_Problem statement_
Would you output all the data exactly as it stands?

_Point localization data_
..........
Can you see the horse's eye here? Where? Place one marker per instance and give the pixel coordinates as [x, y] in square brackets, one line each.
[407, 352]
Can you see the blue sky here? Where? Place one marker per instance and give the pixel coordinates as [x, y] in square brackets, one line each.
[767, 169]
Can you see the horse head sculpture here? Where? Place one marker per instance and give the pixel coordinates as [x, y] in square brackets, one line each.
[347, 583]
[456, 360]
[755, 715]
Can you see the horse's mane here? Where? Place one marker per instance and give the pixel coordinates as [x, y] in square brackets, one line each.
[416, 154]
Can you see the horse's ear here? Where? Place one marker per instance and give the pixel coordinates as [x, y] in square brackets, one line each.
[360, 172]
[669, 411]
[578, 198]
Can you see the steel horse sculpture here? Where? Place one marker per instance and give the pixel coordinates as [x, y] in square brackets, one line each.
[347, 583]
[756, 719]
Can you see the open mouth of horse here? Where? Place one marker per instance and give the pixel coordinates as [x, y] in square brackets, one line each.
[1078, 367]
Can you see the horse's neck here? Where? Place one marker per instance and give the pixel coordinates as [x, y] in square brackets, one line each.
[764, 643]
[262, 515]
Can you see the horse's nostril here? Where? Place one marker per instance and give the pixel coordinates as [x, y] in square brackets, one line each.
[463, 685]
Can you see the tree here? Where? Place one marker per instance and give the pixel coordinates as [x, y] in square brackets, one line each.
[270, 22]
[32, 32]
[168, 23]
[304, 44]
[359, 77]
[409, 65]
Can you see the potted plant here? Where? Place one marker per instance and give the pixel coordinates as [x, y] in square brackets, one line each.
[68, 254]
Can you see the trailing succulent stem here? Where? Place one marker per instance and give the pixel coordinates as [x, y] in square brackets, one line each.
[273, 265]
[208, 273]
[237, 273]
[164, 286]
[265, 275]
..........
_Task solution_
Can you see the horse's eye here? Where? Place one marker per instance and give the pixel coordinates as [x, y] in square brackets, one line each.
[407, 352]
Can you see the blue sky here? Where? Place one marker per instance and give the pixel coordinates as [x, y] in square brackets, one line each.
[767, 169]
Can you see the horse head sculpture here? Where? Place one marker per instance and give the pixel coordinates as [x, y] in square brackets, one line each.
[347, 583]
[456, 360]
[755, 715]
Can you see the horse's mane here? Where? Place one marker per instance and give the pixel coordinates as [x, y] in square brackets, one line each.
[416, 154]
Can you see the horse's ear here? Where? Place one marker per instance and give the pixel coordinates as [x, y] in square brackets, one line each.
[360, 172]
[669, 411]
[578, 198]
Can you see the steel horse sculpture here? Where? Place one marker per instance and give the pixel coordinates as [x, y] in square brackets, one line each.
[347, 583]
[756, 719]
Can you see the open mouth of horse here? Where? Place one marker per instance and give the pixel coordinates as [x, y] in square brackets, one line each.
[1078, 367]
Can you see the horse's neck here? Where? Place one marker per instance and give the pixel coordinates as [x, y] in square brackets, one line each.
[764, 643]
[262, 515]
Can you see the horse's nostril here? Where? Place one marker per instance and give the pixel coordinates as [x, y] in square brackets, one line each.
[463, 685]
Can you see the tree here? Where? Place one marker per instance and give the pixel coordinates as [x, y] in square brackets, one line each.
[270, 22]
[32, 32]
[168, 23]
[304, 44]
[359, 77]
[409, 65]
Can you see the potted plant here? Where? Place one marker per instance and give the pixel coordinates as [x, y] in square brackets, one line each.
[68, 254]
Can you see the trailing succulent stem here? Where? Place one marker per instance and give the pixel coordinates as [x, y] in square brackets, one line each.
[273, 265]
[208, 273]
[237, 273]
[164, 286]
[265, 275]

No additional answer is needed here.